* **Exercise objective**
Reproduce all of the material below word for word, without changing anything.

* **Material to process**
- - - - -

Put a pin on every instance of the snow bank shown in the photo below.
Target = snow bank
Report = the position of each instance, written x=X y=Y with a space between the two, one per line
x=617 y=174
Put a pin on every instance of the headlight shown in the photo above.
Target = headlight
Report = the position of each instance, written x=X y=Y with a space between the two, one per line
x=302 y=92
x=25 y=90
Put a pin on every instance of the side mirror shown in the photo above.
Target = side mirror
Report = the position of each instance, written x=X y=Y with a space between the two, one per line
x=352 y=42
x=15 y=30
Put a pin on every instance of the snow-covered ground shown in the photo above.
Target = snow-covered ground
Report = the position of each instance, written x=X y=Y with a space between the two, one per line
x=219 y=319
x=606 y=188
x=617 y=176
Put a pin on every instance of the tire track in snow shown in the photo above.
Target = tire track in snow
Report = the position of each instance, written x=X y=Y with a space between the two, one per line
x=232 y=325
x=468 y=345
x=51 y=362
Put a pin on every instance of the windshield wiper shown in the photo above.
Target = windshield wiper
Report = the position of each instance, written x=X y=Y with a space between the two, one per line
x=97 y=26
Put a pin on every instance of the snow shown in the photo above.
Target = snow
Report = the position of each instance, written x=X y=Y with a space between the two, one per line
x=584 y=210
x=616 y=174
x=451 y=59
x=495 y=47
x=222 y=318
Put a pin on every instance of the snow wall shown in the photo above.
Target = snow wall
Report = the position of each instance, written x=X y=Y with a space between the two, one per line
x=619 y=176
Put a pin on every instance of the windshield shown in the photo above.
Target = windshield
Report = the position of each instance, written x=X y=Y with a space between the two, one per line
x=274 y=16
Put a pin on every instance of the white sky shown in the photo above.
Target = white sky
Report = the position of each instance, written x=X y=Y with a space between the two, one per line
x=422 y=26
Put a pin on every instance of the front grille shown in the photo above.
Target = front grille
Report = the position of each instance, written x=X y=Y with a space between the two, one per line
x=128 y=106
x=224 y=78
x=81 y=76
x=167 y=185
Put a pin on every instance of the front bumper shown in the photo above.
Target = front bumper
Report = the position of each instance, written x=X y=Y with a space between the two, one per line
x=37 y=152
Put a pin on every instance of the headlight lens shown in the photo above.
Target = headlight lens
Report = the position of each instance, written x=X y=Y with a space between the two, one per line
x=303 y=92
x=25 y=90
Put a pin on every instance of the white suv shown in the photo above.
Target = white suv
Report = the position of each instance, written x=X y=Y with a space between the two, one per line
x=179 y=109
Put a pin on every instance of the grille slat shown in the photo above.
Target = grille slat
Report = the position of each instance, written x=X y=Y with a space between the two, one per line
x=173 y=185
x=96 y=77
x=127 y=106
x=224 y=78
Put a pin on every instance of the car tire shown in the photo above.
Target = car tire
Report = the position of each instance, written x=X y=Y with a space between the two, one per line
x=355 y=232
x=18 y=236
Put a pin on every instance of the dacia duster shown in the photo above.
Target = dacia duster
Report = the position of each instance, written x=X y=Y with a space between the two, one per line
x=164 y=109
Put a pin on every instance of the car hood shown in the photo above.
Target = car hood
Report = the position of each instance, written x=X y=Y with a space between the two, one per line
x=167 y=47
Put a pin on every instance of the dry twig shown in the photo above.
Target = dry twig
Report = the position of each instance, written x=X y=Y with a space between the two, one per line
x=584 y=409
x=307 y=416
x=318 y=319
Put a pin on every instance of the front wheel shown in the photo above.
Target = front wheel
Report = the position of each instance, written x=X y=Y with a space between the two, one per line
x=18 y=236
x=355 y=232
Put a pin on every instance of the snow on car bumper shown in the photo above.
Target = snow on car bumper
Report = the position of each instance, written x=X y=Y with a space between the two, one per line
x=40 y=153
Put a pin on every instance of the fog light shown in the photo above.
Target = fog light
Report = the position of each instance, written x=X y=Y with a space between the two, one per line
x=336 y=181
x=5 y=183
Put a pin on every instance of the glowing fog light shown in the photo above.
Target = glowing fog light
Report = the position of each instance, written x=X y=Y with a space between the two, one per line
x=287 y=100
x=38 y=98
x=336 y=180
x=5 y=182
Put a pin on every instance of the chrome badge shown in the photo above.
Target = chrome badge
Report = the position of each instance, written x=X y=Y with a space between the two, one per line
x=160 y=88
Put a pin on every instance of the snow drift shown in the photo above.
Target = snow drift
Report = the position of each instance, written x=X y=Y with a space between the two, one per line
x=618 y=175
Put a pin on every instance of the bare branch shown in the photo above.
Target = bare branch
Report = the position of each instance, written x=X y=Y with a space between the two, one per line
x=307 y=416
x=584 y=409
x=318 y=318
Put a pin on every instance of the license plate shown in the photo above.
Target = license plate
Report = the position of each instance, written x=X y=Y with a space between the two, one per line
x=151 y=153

- - - - -

* **Response**
Put a pin on every instance of the snow bank shown in the photo below.
Target = snow bank
Report = the position of each instance, written x=X y=Y with a space between the two, one per line
x=617 y=174
Put a pin on every instance of the headlight shown in the photo above.
Target = headlight
Report = the position of each instance, written x=X y=Y with a space between the two, one per line
x=302 y=92
x=25 y=90
Put a pin on every instance of the side mirror shown in the photo above.
Target = side mirror
Report = the position of each instance, written x=X y=Y with a space between the two, one per line
x=352 y=42
x=15 y=30
Put a pin on every instance of the snow-covered ground shown in the photo above.
Target = snow-covered ground
Report = the position of each instance, written x=X y=Y with a space between the two, one per line
x=219 y=319
x=606 y=188
x=617 y=176
Put a pin on every instance of the tire track in snow shown in the photo above.
Target = tire track in snow
Report = the position of each instance, written x=X y=Y with a space between the two, one per line
x=232 y=325
x=468 y=345
x=51 y=362
Put a pin on every instance of the windshield wiper shown in the photo above.
Target = windshield wiper
Report = the position of each instance, written x=X y=Y with a space between the two, one per line
x=97 y=26
Put a pin on every instance of the snow shown in the photo above.
Target = snow
Report = the position of each instance, written x=X y=Y with a space between the two, one per line
x=584 y=210
x=616 y=174
x=451 y=59
x=495 y=47
x=222 y=318
Put a pin on every instance of the snow wall shown in the photo above.
Target = snow wall
Report = the position of each instance, written x=X y=Y with a space between the two, one per line
x=619 y=176
Put a pin on every instance of the windshield shown in the photo above.
Target = windshield
Report = the position of each instance, written x=X y=Y with a space between the two, one per line
x=274 y=16
Put a pin on every instance of the white sky shown in the photo above.
Target = white sky
Report = the position of each instance, written x=X y=Y with a space between the two, one per line
x=422 y=26
Put a pin on every instance of the front grille shown in the photo above.
Target = front grille
Report = the position of each instance, written x=X y=Y with a space between the two, one per line
x=128 y=106
x=224 y=78
x=81 y=76
x=167 y=185
Put a pin on every instance of the front bumper shown in the photo above.
Target = front bumper
Report = the position of each instance, written x=X y=Y with a space between the two, one per line
x=37 y=152
Put a pin on every instance of the headlight lens shown in the photo above.
Target = headlight lens
Report = the position of each instance, written x=X y=Y with a space between the two, one per line
x=303 y=92
x=25 y=90
Put a pin on every instance of the white suv shown in the photo above.
Target = white suv
Report = the position of each instance, written x=X y=Y with a space between the two, one per line
x=179 y=109
Put a pin on every instance of the grille slat shown in the photo above.
Target = grille slat
Report = the position of each instance, written x=X y=Y with a space between the two, one per line
x=173 y=185
x=96 y=77
x=127 y=106
x=224 y=78
Put a pin on every instance of the car tire shown in the photo above.
Target = car tire
Report = the position of each instance, written x=X y=Y with a space between the two, one per line
x=355 y=232
x=18 y=236
Put a pin on every instance of the dacia duster shown in the photo above.
Target = dacia duster
Report = the position of each instance, written x=X y=Y with a space between the two, one per line
x=164 y=109
Put a pin on every instance of the car hood shown in the photo above.
Target = car hood
Report = the position of each instance, written x=X y=Y with a space between the two, one per line
x=167 y=47
Put a pin on every instance of the dry twig shown in the photo above.
Target = dry twig
Report = the position of each instance, written x=X y=Y with a space between the two, one per line
x=584 y=409
x=307 y=416
x=318 y=319
Put a pin on every instance of the front wheel shown in the photo above.
Target = front wheel
Report = the position of each instance, written x=X y=Y with a space between the two, one per line
x=18 y=236
x=355 y=232
Put a pin on every instance of the snow on car bumper shown in the photo above.
Target = snow on car bumper
Report = the position of each instance, written x=X y=Y with a space between the two, one per line
x=40 y=153
Put a pin on every instance of the fog light shown in the photo above.
Target = fog light
Report = the position of each instance, written x=X y=Y with a space between the two, one per line
x=336 y=181
x=5 y=183
Put a pin on every instance of the glowing fog light shown in the photo above.
Target = glowing fog light
Report = the position of each instance, written x=X y=Y with a space between the two, one per line
x=287 y=100
x=38 y=98
x=336 y=180
x=5 y=182
Put a pin on every instance of the chrome badge shown in the photo above.
Target = chrome badge
Report = the position of each instance, written x=X y=Y with a space between the two, one per line
x=160 y=88
Put a pin on every instance of the snow drift shown in the photo above.
Target = snow drift
Report = the position of each instance, written x=X y=Y with a space between the two, one per line
x=618 y=175
Put a pin on every instance of the bare branch shown in the photo above.
Target = bare branch
Report = the position of each instance, written x=X y=Y with a space between the two, one per line
x=307 y=416
x=584 y=409
x=318 y=318
Put a pin on every instance of the license plate shown in the photo above.
Target = license plate
Report = the position of each instance, written x=X y=Y with a space between the two, one per line
x=151 y=153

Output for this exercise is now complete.